What needs to be done -> Only these lines of the data below are wanted: the one with "Target: refrigerator door handle", the one with "Target: white ceiling", and any lines between them, each repeated exactly.
== Data listing ==
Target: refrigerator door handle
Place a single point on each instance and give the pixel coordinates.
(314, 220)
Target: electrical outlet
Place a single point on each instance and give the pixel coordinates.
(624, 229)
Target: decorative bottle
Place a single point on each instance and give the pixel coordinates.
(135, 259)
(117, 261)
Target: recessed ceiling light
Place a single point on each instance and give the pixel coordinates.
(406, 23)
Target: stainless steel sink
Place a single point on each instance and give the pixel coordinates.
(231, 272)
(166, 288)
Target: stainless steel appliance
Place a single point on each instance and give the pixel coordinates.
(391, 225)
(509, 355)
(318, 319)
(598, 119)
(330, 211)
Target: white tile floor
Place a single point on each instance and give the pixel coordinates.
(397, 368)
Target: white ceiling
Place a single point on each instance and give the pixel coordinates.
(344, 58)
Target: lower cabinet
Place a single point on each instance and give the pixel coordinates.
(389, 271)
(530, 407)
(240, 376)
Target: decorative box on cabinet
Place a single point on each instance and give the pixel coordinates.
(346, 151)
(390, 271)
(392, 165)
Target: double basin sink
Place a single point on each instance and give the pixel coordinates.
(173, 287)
===
== Data listing ==
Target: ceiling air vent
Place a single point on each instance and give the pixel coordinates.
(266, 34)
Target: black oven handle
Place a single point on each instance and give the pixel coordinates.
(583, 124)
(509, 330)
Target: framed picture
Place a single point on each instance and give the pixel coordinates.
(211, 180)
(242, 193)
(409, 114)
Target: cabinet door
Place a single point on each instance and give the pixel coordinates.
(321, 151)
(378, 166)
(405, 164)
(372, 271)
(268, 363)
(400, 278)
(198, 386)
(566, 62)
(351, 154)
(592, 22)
===
Task solution ->
Target: refrigerator door handle
Place a single point on each instance and give the pixel coordinates.
(314, 220)
Target: electrical outlet
Place a single point on each instance and give the pixel coordinates.
(624, 229)
Target: decorative bottle
Place a single point on each instance and give the pixel coordinates.
(135, 259)
(117, 261)
Target: recessed ceiling light
Place a single point on each instance and give the pixel coordinates.
(406, 23)
Target: stainless steel sink
Place a single point on each instance and give the pixel coordinates.
(231, 272)
(166, 288)
Target: stainless steel appliance
Place a single point on each instance and give the pixel coordinates.
(391, 225)
(509, 355)
(318, 319)
(598, 119)
(330, 211)
Target: white tile floor
Place a single point on each instance and give the pixel coordinates.
(397, 368)
Target: white ceiling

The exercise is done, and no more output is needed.